Direction | Display every line from the items below that contains the string "fish", reproducing each line in full. Case counts.

#### Exercise inputs ####

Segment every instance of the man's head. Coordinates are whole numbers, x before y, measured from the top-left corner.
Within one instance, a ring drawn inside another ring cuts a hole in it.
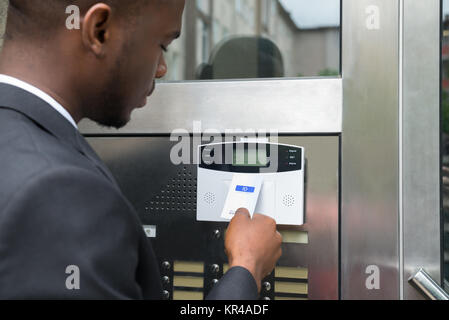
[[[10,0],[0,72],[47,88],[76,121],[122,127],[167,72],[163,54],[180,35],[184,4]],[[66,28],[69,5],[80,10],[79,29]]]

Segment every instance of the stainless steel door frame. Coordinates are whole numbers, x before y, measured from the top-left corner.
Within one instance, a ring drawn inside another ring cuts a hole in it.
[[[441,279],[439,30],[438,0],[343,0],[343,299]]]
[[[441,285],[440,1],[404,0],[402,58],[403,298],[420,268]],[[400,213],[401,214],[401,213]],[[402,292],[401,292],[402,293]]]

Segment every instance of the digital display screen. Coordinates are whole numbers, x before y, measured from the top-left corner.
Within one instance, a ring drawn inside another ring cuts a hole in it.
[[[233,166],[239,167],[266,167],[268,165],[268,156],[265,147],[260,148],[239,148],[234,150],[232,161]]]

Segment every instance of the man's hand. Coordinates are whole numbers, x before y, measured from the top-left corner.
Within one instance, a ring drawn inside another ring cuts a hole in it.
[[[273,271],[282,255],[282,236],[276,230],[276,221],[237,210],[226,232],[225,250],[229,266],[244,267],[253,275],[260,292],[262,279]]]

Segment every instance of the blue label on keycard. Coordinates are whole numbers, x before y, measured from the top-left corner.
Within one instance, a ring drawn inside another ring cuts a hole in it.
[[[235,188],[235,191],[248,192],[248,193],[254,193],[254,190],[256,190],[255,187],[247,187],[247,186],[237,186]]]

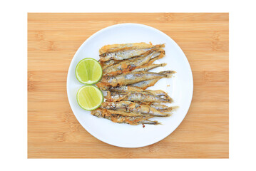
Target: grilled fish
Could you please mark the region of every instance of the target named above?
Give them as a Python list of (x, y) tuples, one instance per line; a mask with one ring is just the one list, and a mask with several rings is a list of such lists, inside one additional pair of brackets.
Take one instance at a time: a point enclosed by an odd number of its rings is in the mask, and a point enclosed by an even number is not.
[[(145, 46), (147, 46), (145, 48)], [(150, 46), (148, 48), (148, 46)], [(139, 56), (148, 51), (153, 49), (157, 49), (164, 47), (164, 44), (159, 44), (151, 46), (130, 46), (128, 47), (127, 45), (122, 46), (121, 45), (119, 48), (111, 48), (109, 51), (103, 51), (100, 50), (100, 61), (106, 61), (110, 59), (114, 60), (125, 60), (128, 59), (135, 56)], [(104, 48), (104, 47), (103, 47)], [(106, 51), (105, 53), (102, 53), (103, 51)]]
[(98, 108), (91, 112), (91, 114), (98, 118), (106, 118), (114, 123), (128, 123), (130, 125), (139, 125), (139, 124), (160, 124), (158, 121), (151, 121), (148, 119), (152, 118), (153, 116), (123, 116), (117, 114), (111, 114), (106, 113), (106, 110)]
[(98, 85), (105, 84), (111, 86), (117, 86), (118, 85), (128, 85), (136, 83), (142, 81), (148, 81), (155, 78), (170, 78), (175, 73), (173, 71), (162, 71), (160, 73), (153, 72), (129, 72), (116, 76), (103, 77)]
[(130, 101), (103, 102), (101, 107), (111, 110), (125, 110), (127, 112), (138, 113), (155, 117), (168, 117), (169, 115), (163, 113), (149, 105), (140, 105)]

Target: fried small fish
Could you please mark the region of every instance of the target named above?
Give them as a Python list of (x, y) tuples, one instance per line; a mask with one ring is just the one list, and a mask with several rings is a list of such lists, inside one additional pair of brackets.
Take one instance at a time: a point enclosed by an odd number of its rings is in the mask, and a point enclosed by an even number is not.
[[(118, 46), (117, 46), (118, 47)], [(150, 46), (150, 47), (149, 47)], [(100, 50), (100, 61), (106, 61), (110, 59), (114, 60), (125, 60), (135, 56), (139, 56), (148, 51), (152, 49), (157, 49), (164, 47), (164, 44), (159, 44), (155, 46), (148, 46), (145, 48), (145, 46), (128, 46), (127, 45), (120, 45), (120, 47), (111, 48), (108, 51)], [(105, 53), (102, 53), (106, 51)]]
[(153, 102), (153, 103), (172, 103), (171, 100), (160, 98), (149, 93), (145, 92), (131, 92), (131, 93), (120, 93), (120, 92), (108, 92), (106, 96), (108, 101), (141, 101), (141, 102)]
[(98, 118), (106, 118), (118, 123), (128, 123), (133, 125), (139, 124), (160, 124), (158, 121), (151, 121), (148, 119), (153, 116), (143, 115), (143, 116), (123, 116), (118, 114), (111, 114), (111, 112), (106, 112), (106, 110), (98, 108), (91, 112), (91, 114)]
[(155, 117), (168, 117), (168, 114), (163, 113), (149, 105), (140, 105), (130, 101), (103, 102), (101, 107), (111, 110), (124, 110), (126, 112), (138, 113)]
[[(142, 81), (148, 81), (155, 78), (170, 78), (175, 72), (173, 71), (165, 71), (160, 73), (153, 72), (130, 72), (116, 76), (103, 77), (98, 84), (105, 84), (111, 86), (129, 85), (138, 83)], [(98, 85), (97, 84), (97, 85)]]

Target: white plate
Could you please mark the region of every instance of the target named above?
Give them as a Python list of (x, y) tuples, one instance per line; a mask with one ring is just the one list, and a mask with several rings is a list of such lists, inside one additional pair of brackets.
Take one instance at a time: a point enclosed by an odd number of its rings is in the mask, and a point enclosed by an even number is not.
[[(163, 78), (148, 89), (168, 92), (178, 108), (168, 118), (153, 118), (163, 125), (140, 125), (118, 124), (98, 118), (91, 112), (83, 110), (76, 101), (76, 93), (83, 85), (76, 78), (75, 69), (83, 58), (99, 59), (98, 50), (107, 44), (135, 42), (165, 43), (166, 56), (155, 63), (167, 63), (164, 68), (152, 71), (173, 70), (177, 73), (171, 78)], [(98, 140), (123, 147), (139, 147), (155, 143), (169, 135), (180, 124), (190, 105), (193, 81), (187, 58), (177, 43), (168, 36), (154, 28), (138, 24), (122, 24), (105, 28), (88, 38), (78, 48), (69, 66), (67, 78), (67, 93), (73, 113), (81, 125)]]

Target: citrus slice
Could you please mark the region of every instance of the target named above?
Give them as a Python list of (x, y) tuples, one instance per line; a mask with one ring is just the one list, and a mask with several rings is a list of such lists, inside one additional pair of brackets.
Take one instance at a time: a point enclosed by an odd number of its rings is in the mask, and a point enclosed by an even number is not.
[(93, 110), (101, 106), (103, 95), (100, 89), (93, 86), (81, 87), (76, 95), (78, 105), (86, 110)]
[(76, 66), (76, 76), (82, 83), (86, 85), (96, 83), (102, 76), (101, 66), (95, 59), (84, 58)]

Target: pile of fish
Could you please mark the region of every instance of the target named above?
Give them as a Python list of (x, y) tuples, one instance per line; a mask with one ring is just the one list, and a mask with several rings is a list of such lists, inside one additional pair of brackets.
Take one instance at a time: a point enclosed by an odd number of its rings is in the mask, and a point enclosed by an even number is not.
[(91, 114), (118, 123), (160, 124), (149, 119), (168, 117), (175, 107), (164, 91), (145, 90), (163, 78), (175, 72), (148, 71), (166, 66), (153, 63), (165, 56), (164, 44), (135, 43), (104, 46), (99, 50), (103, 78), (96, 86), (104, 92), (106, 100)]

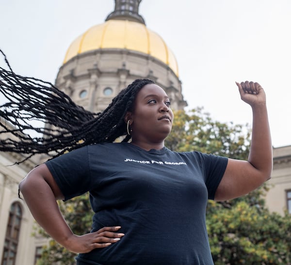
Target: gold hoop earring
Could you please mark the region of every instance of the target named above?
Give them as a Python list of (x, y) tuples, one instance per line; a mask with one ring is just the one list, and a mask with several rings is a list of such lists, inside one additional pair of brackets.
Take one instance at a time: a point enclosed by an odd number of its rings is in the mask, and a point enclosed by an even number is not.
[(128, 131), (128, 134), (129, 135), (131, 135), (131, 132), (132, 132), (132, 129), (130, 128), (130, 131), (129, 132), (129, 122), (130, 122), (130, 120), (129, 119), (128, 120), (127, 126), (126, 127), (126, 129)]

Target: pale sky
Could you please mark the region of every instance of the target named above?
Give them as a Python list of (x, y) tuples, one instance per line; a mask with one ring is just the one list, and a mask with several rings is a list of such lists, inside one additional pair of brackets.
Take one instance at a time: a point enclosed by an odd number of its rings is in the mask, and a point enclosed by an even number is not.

####

Complete output |
Target: grilled fish
Target: fried small fish
Target: pile of fish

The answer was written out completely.